Risk of Material Misstatement – Audit Risk Components Related to SOC Reports

Risk of Material Misstatement

Obtaining evidence to confirm the design and operating effectiveness of controls used to support business objectives are completed during the audit process. One objective of this process is to look at the rate of deviations in an effort to determine if there is risk of material misstatement. In this post, we will look at different components that influence the risk of material misstatement. This includes the definition of material misstatement, identifying material misstatements in auditing, and examples of material misstatements.  Additionally, I will cover what is the result of a material misstatement finding, and how to reduce the risk of its occurrence.

What is the Risk of Material Misstatement in SOC Auditing?

According to the AICPA, the definition of risk of material misstatement is defined as “the risk that the description of the service organization’s system that was implemented and operated is not presented in accordance with the description criteria or that controls were not suitably designed or operating effectively to provide reasonable assurance that the service organization’s service commitments and system requirements would be achieved.”

In SOC examinations, management is required to present their services in what is known as the description of the system. The description of the system outlines the services they provide, controls used to support their business objectives required to meet examination criteria, and any other pertinent information that would be important to understand as a user of the service. If the auditor feels that the information included is inaccurate or incomplete and the service provider refuses to include additional information, then the report can be considered materially misstated.


How does an auditor assess the risk of material misstatements

How Does an Auditor Assess Risk of Material Misstatement?

Since SOC audits are generally performed on an annual cadence, addressing risk of material misstatement is done by considering known information about the industry and organization, past audit testing and results, changes to regulations, known risks (qualitative and quantitative), and any changes to the business and the services provided. These items are reviewed and considered multiple times through the audit process (i.e planning, performing, and reporting). You may find this additional AICPA source helpful.

If at any time it is thought that there are risk factors that suggest a heightened level of risk of material misstatement, the auditor can choose to change the nature, timing, or extent of audit procedures. Additionally, some other methods used to address the assessed risk of material misstatement are included below:

  1. Ensuring that the audit team maintains a healthy level of professional skepticism.
  2. Using audit team members who are more experienced or have a specific understanding of an industry and associated risks.

※ ※ ※

▸ Request 1: Can you scale the rows below, from the first row through the line containing "[0,0,700,525]", and give them again with the requests included? Multiply every bounding-box coordinate in the answers by 0.35, round each to a whole number with halves going up, and leave the pictures out.

※ ※ ※

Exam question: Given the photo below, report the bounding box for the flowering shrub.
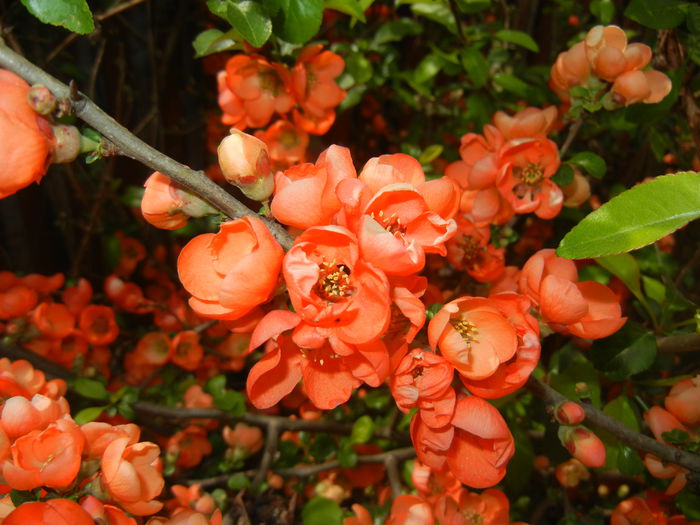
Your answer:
[0,0,700,525]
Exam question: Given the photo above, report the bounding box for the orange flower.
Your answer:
[292,44,345,135]
[498,137,564,219]
[664,376,700,426]
[435,489,510,525]
[221,54,294,128]
[0,69,54,199]
[283,226,390,346]
[428,293,540,398]
[2,419,85,490]
[492,106,557,140]
[270,145,357,229]
[217,128,275,201]
[386,494,435,525]
[338,180,457,276]
[411,396,515,488]
[32,303,75,339]
[519,249,627,339]
[255,119,309,171]
[101,437,165,516]
[391,349,456,427]
[2,498,95,525]
[78,304,119,346]
[177,217,284,319]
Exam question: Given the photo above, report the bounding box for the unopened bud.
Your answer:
[217,128,275,201]
[559,426,605,467]
[27,84,56,115]
[554,401,586,425]
[51,126,80,164]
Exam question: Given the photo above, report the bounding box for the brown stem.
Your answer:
[525,376,700,474]
[0,39,292,249]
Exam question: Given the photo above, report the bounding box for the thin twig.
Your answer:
[525,376,700,474]
[0,39,292,249]
[559,119,583,158]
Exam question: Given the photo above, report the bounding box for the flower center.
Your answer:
[450,319,479,346]
[514,162,544,186]
[314,260,354,303]
[369,210,406,235]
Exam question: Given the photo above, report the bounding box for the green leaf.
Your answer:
[495,29,540,53]
[493,73,530,97]
[22,0,95,35]
[325,0,367,22]
[350,416,374,445]
[301,497,343,525]
[226,472,250,490]
[413,53,444,84]
[192,29,238,58]
[227,0,272,47]
[617,445,644,476]
[73,377,109,401]
[596,253,644,300]
[73,407,107,425]
[589,0,615,25]
[418,144,444,164]
[374,18,423,45]
[460,47,489,89]
[625,0,685,29]
[588,322,658,381]
[273,0,323,44]
[411,2,457,33]
[566,151,607,179]
[551,164,574,186]
[557,171,700,259]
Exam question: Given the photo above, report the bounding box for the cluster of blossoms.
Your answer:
[644,376,700,495]
[0,69,80,199]
[217,44,345,169]
[549,26,671,108]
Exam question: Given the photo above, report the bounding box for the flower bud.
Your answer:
[51,126,80,164]
[27,84,56,115]
[554,401,586,425]
[217,129,274,201]
[559,426,605,468]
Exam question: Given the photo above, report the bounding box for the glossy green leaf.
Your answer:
[227,0,272,47]
[374,18,423,45]
[596,253,643,299]
[494,29,540,53]
[325,0,367,22]
[493,73,530,97]
[460,47,489,89]
[301,497,343,525]
[350,415,374,445]
[551,164,574,186]
[566,151,607,179]
[73,407,107,425]
[22,0,95,35]
[72,377,109,400]
[192,29,238,58]
[589,0,615,25]
[588,322,658,381]
[273,0,323,44]
[625,0,686,29]
[413,53,444,84]
[557,172,700,259]
[411,2,457,33]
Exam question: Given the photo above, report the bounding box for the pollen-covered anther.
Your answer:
[316,260,354,302]
[513,162,544,186]
[450,319,479,346]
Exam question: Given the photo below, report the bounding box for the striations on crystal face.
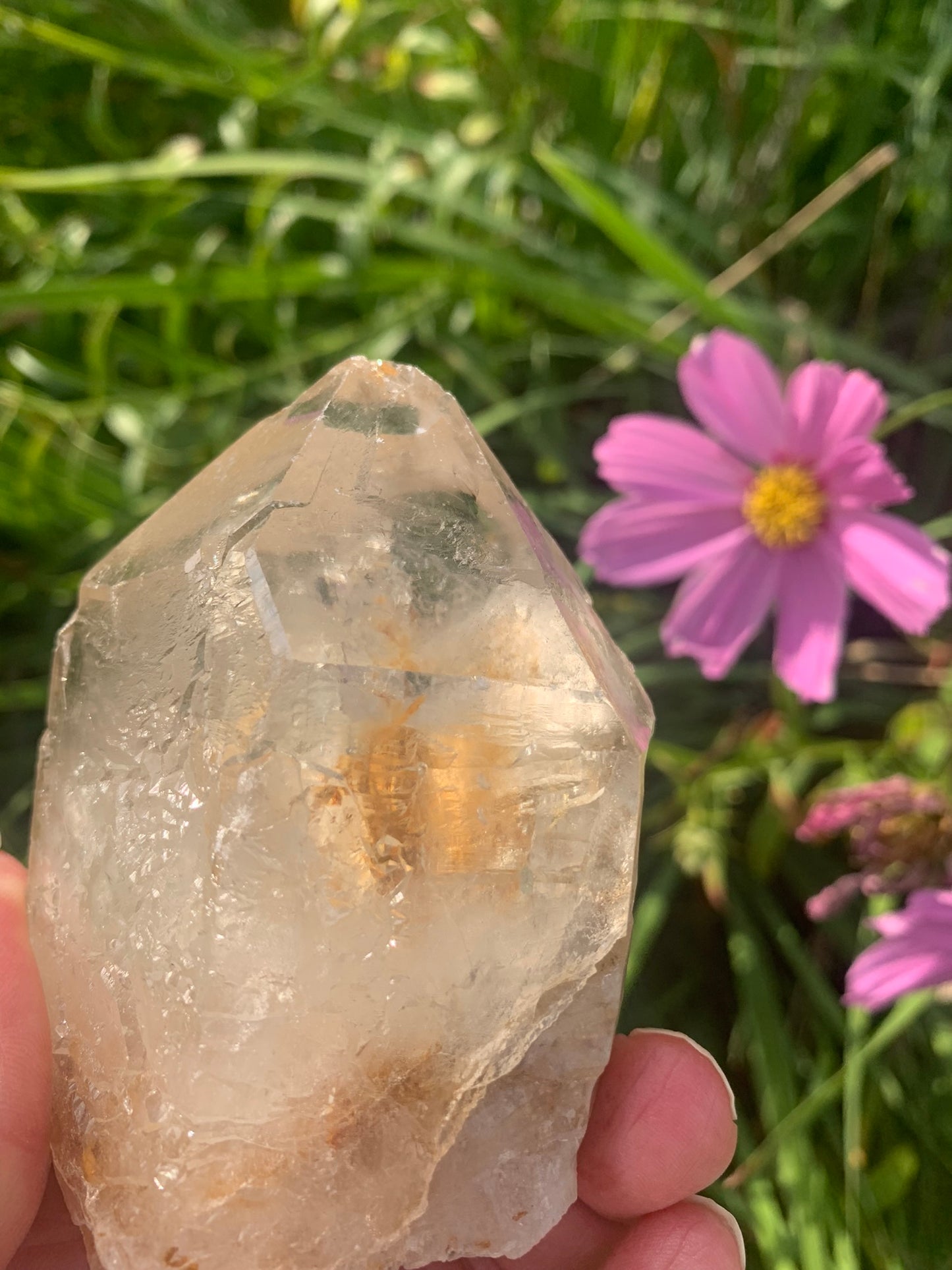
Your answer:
[30,357,651,1270]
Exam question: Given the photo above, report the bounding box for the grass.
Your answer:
[0,0,952,1270]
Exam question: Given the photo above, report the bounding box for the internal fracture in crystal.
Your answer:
[30,358,651,1270]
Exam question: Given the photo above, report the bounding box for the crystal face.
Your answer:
[30,358,651,1270]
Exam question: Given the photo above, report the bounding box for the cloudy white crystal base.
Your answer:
[30,358,650,1270]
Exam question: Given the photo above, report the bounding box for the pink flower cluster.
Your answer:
[797,776,952,1010]
[797,776,952,922]
[579,330,949,701]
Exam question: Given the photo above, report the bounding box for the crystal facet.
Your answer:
[30,357,651,1270]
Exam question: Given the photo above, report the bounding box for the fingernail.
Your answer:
[688,1195,748,1270]
[632,1027,737,1124]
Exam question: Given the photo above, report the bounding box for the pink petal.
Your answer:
[843,940,952,1010]
[773,534,847,701]
[678,330,791,463]
[867,886,952,942]
[825,371,889,447]
[844,889,952,1010]
[579,498,750,587]
[833,512,949,635]
[786,362,847,462]
[661,533,778,679]
[818,440,912,508]
[787,362,887,462]
[594,414,752,505]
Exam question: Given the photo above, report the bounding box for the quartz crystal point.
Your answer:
[30,357,651,1270]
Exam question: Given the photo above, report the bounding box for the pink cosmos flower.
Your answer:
[797,776,952,922]
[843,890,952,1010]
[579,330,949,701]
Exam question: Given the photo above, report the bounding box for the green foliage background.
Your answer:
[0,0,952,1270]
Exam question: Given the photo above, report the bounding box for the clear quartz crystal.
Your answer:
[30,357,651,1270]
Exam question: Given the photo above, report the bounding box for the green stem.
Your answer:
[725,992,933,1186]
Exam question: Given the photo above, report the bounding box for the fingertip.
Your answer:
[0,852,51,1265]
[604,1196,746,1270]
[579,1031,737,1221]
[0,851,26,921]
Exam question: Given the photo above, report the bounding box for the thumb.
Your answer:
[0,851,51,1267]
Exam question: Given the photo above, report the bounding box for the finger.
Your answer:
[579,1030,737,1221]
[0,852,51,1266]
[7,1170,89,1270]
[604,1199,746,1270]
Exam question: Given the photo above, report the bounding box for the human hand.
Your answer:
[0,852,744,1270]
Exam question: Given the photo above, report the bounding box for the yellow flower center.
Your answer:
[741,463,826,550]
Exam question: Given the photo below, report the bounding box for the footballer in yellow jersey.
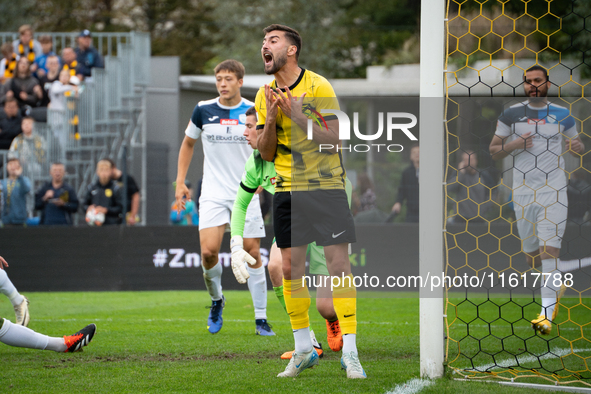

※ ※ ※

▸ Request 2: Can you extend the post on the risk of material misstatement in SOC audits, picking up right after its last line?

▸ Exercise result 1:
Exam question: Given the photo below, report the bounding box for the flowering shrub.
Your answer:
[0,0,245,184]

▸ Exercise result 2:
  3. Using audit methods that are different from the past or other elements of surprise to mix up audit testing.
  4. Changing the nature, timing, or extent of testing during the examination to obtain enough information to gain assurance that controls are designed properly and as application, operating effectively.

What are Examples of Material Misstatement?

If during the examination, the auditor identifies that the description provided by management is inconsistent with testing, it is possible that there could be grounds for a material misstatement. This would also be the case if the nature of a discrepancy could mislead users of the report.

For example, management states that only current employees with a certain role have access to the production environment but testing reveals that not only are there employees with different roles with access to the production environment, but there was also a terminated employee who had held an administrative role with access. This scenario would likely be considered a material misstatement. In the event this scenario was discovered, the auditor would perform additional testing to determine whether access controls were effective and if there were any detective or monitoring controls in place that would mitigate the risk of unauthorized access.

Another scenario of a material misstatement would be if during the examination it is discovered that pertinent information presented in the system description did not have evidence to support the assertion of the evidence created conflict. For example, let’s say a Data Center represented to its users that it had certain environmental controls in place that were meant to provide state of the art protection of server racks. However, during the on-site portion the organization would not allow the auditors to complete a walkthrough of the data center, and information regarding preventative maintenance of the systems did not exist. That could give an auditor pause and suspect the presence of a material misstatement.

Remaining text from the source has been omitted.